(Dataset entries)
§
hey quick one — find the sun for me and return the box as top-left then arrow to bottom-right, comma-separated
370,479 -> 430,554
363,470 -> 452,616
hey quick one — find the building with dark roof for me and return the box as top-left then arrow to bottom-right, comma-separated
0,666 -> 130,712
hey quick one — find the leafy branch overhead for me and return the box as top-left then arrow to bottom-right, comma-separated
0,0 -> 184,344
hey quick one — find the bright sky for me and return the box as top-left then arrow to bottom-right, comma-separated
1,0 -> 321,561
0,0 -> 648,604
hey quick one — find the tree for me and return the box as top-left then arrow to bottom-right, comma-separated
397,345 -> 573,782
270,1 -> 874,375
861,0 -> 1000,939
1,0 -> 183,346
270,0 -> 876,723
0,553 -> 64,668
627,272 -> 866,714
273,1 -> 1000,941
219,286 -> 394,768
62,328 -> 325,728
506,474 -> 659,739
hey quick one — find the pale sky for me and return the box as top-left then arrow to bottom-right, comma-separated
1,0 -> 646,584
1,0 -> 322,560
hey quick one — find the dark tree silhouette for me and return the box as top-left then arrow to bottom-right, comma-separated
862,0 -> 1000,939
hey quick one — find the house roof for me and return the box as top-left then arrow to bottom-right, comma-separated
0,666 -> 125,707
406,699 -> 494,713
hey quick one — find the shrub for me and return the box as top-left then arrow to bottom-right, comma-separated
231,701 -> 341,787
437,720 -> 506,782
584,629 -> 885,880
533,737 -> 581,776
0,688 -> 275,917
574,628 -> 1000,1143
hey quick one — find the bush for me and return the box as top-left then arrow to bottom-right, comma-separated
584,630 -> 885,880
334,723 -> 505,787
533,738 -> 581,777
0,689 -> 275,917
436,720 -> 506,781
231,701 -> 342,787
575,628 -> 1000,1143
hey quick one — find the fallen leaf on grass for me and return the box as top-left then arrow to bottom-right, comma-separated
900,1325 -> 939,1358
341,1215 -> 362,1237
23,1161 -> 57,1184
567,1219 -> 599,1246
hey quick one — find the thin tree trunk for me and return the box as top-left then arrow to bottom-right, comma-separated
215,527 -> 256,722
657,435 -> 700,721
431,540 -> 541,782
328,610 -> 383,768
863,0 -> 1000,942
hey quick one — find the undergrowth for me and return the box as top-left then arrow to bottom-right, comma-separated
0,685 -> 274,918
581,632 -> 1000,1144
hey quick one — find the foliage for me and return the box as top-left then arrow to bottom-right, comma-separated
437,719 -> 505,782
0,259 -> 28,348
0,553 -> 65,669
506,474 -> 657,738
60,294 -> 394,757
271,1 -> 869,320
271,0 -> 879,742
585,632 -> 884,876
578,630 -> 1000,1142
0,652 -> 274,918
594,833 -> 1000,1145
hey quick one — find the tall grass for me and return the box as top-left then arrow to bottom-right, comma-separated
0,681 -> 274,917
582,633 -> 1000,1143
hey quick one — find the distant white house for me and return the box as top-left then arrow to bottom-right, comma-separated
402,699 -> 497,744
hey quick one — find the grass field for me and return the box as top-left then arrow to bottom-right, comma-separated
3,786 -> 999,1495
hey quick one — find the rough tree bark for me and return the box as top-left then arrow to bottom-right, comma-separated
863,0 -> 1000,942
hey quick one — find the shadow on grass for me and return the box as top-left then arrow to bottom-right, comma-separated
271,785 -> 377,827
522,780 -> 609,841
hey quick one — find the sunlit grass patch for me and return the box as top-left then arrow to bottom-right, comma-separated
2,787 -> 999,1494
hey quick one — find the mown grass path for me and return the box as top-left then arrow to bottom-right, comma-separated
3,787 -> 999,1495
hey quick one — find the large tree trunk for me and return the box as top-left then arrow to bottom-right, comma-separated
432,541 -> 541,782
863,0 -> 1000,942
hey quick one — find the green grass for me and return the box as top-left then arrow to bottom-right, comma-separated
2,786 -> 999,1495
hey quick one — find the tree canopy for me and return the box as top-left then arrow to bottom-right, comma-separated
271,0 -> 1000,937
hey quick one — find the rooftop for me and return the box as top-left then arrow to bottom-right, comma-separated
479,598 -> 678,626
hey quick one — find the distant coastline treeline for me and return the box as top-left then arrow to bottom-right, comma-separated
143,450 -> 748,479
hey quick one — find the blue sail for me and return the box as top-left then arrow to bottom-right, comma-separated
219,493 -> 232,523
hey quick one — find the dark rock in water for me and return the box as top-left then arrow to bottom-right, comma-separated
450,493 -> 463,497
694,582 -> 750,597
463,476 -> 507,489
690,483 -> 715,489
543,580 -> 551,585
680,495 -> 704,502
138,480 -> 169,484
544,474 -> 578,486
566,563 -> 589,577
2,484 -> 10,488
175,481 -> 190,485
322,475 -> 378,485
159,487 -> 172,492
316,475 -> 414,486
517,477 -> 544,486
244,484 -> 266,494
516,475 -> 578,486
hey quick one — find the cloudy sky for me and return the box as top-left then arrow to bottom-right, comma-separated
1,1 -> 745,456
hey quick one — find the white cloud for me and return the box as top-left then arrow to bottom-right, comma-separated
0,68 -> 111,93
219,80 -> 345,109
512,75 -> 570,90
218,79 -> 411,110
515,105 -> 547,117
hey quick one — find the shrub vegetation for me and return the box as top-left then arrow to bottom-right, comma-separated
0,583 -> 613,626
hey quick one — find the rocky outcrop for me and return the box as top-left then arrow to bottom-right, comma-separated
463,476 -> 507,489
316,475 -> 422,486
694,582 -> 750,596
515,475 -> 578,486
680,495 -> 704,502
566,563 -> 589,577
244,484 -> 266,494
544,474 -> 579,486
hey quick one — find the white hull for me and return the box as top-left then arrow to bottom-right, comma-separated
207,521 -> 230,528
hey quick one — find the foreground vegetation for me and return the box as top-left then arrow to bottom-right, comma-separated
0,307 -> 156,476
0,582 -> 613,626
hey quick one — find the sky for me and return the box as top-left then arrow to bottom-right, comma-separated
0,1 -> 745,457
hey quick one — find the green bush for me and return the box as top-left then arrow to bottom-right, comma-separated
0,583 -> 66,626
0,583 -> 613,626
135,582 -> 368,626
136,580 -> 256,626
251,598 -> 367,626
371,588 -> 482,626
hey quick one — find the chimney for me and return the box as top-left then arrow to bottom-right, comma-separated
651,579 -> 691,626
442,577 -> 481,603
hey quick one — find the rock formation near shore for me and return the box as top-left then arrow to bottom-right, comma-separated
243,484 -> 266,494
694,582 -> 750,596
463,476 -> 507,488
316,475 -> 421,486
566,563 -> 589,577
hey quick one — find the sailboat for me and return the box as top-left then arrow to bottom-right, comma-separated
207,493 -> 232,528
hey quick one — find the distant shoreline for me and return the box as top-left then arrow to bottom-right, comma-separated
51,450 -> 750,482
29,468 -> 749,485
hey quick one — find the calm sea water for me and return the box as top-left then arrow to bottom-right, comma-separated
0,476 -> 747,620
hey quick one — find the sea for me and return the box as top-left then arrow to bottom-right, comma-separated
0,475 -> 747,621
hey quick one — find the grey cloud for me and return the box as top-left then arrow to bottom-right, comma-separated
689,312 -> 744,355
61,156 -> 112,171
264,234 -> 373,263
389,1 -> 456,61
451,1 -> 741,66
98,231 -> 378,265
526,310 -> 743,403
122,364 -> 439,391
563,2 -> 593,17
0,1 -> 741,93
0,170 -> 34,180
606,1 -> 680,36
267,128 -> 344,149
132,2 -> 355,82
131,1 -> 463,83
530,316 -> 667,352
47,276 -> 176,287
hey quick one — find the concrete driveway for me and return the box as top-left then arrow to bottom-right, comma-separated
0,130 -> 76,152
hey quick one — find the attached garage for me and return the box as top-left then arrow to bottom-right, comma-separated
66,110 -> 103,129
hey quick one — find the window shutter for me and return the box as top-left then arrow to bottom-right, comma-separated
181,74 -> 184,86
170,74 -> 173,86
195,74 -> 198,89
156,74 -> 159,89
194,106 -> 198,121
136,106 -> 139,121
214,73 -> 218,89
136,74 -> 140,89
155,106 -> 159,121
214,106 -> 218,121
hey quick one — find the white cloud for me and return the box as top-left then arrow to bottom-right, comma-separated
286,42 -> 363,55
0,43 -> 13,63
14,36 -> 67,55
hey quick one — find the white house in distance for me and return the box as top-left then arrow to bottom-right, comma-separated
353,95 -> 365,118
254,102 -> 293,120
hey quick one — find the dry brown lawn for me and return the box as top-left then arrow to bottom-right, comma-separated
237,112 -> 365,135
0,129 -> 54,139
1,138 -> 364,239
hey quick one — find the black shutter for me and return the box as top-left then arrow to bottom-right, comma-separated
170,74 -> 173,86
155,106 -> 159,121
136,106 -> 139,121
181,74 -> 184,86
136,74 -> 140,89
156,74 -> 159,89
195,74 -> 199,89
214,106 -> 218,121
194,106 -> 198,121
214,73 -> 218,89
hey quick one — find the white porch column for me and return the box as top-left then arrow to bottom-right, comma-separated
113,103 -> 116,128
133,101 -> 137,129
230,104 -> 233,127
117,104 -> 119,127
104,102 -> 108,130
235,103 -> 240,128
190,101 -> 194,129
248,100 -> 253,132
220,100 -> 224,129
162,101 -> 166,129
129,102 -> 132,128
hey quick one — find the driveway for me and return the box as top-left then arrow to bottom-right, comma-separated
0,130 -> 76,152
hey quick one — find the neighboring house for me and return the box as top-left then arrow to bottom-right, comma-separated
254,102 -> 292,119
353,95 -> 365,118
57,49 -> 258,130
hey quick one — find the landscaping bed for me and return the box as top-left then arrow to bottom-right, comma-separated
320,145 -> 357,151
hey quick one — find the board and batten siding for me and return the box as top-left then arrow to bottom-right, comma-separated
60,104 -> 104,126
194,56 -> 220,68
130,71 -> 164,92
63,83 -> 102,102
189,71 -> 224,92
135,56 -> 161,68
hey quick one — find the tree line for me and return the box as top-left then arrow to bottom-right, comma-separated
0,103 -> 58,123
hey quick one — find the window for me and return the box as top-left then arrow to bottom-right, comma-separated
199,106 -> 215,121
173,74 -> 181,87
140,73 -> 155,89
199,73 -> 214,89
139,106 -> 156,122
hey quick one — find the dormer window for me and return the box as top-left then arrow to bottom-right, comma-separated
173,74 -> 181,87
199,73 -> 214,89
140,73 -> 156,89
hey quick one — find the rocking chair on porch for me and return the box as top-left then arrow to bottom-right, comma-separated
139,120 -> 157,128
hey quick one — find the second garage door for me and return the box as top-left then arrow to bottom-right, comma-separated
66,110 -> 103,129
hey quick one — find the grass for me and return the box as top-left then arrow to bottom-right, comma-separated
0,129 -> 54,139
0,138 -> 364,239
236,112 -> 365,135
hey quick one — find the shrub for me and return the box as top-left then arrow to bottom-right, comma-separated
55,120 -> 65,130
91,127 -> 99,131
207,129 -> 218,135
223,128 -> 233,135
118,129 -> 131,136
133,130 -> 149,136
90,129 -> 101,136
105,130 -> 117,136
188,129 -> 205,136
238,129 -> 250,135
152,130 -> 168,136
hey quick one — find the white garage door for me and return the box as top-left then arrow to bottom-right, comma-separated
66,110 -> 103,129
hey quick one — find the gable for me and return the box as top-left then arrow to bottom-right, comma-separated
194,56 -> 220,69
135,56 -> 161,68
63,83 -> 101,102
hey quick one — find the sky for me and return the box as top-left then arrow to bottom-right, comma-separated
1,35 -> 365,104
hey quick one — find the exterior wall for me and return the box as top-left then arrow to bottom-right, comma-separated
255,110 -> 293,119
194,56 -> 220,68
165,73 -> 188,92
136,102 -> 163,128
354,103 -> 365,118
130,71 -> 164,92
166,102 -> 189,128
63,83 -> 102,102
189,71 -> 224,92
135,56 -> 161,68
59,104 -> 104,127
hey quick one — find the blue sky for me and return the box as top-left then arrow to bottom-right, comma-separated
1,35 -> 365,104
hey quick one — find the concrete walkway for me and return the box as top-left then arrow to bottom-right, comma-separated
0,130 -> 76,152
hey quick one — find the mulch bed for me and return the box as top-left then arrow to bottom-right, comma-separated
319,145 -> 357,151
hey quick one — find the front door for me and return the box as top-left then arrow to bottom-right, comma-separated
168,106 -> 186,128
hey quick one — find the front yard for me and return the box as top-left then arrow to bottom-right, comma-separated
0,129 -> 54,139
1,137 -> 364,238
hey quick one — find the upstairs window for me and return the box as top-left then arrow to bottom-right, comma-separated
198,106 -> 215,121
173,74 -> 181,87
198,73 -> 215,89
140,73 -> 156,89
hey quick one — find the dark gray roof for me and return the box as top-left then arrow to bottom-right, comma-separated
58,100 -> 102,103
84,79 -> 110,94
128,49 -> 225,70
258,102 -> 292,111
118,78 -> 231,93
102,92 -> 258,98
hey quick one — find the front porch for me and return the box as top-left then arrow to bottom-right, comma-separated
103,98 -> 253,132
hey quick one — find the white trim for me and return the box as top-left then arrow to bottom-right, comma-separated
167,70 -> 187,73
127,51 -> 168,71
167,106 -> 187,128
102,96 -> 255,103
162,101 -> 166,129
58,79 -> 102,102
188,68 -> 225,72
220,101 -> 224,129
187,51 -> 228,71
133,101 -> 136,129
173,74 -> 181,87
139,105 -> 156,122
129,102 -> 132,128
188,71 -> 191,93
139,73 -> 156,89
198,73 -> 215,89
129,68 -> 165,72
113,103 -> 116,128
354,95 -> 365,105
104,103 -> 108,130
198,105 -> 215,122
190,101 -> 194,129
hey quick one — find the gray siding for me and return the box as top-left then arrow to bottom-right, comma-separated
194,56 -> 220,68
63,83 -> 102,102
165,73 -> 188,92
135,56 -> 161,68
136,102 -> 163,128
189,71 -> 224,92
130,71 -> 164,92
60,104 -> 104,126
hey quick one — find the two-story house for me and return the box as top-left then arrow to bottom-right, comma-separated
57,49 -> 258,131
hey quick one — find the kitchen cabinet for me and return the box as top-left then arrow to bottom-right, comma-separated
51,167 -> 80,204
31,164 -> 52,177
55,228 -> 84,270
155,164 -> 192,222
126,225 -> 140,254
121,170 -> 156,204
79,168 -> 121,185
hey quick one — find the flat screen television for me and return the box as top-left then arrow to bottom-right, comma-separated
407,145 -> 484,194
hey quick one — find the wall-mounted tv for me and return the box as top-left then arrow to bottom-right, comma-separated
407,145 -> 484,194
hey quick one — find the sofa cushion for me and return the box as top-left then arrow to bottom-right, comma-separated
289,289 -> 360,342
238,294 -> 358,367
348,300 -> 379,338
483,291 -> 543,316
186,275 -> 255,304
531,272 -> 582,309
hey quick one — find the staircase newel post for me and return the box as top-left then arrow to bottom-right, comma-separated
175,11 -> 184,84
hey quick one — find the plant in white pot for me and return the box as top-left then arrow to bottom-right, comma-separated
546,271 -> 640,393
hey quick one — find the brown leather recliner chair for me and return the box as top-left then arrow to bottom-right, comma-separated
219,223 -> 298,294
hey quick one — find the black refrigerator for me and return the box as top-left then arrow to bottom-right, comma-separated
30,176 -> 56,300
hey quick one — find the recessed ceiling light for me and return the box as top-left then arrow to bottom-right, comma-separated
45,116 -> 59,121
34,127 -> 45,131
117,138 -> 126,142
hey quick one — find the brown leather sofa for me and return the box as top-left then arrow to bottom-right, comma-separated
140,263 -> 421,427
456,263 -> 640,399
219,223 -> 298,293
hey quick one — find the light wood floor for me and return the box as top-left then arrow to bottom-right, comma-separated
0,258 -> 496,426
§
__Brief__. Beginning with the line that holds "hey quick one — find the brown leather recliner", please return every line through the end of the data, exactly as written.

__Solution__.
hey quick one — find the brown leather recliner chair for me and return the box as top-left then arrow to bottom-right, comma-separated
219,223 -> 298,294
hey quick one — find the black refrigerator for me and return the box as top-left then arrow to bottom-right, comma-separated
30,176 -> 56,300
hey quick one — find the recessed ceiling light for me and return the box as top-left then arrow to bottom-right, comma-separated
45,116 -> 59,121
34,127 -> 45,131
117,138 -> 126,142
hey quick one — find the brown leather sofa for me and return the box as top-left then arrow to bottom-right, comma-separated
140,263 -> 421,427
456,263 -> 640,399
219,223 -> 298,293
hey quick one — find the light wood floor for me and return the box as top-left then arrow to bottom-right, comma-separated
0,258 -> 496,426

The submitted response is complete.